**Point annotation dataset rows:**
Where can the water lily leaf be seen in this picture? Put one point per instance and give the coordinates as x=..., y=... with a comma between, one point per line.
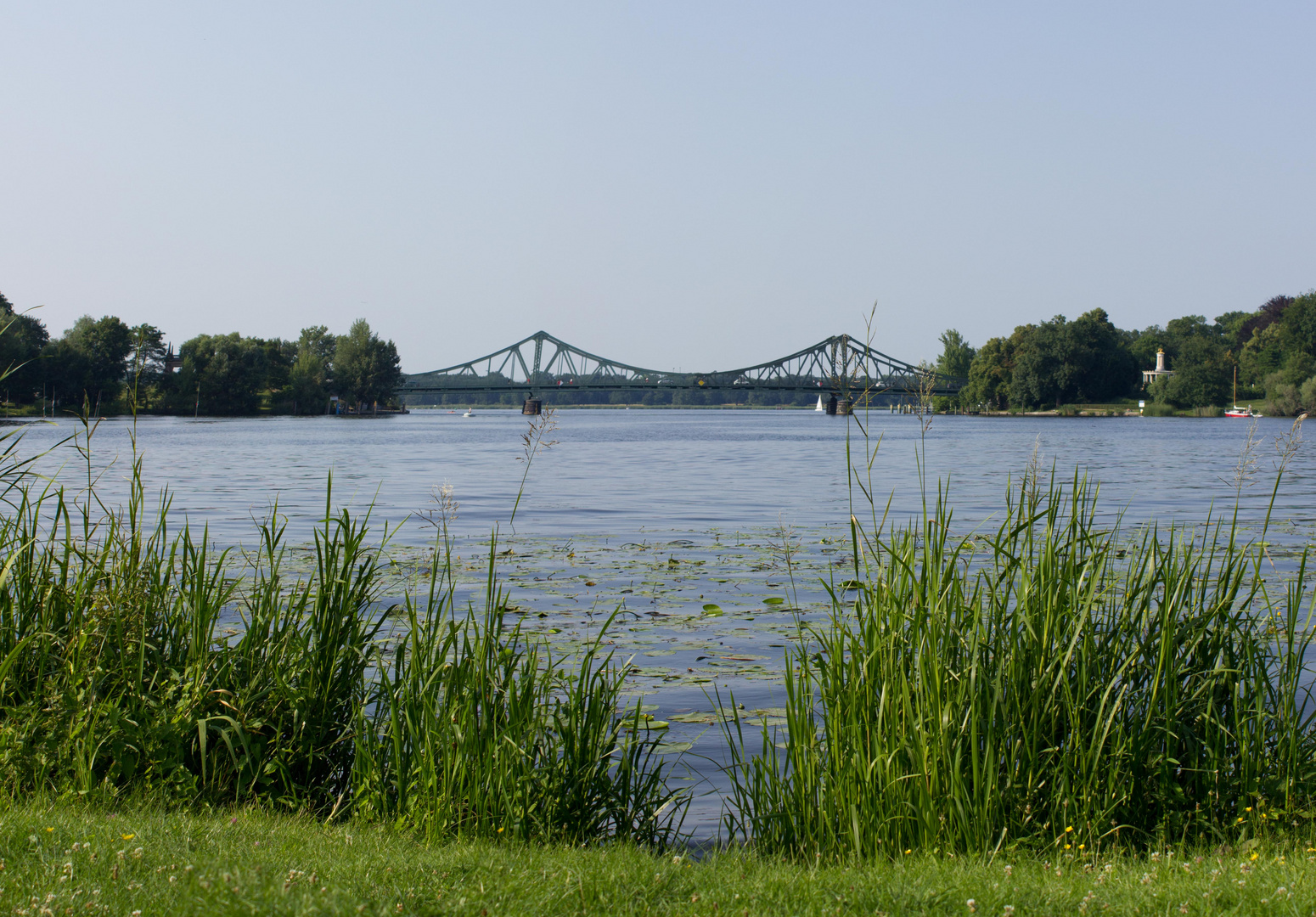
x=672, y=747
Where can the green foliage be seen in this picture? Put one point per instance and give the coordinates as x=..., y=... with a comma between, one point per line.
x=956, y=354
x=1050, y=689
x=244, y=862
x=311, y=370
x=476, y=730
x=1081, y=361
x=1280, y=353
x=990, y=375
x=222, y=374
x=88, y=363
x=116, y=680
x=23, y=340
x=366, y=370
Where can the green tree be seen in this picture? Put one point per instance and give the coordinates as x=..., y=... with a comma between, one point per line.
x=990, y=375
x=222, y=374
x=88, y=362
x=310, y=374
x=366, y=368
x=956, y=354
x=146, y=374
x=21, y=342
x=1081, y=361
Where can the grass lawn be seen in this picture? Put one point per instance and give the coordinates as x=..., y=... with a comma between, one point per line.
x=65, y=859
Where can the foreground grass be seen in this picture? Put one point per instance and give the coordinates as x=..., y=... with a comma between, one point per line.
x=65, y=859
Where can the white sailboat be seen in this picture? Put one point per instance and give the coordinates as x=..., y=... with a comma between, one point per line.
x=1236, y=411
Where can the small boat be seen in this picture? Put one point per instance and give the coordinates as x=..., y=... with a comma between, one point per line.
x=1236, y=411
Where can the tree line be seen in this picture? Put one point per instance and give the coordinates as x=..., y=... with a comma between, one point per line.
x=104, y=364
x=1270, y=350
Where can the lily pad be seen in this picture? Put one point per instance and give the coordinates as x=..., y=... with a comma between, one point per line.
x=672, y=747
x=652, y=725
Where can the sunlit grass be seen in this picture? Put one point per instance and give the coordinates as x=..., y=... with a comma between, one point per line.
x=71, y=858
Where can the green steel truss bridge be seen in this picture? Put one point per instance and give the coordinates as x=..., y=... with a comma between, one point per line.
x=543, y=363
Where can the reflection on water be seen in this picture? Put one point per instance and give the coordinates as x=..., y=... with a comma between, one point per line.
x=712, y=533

**Directions:** Scale the rows starting at the line that contains "Where can the small" and ending at the line that contains "x=652, y=725", both included. Write out all of those lines again, requests too, with every x and y coordinate in the answers multiplied by 0.35 and rounded to a whole number, halves rounding up.

**Written answer:**
Where can the small boat be seen in this picture? Put one point per instance and give the coordinates as x=..., y=... with a comma between, one point per line.
x=433, y=144
Where can the tree line be seen in this picture? Put one point per instance and give the coordinates as x=..., y=... with a comma between, one point per line.
x=36, y=127
x=445, y=123
Where can the lily pad be seen in this picture? Put one point per instance and give the coordinates as x=..., y=... with a comma between, one point per line.
x=235, y=261
x=228, y=254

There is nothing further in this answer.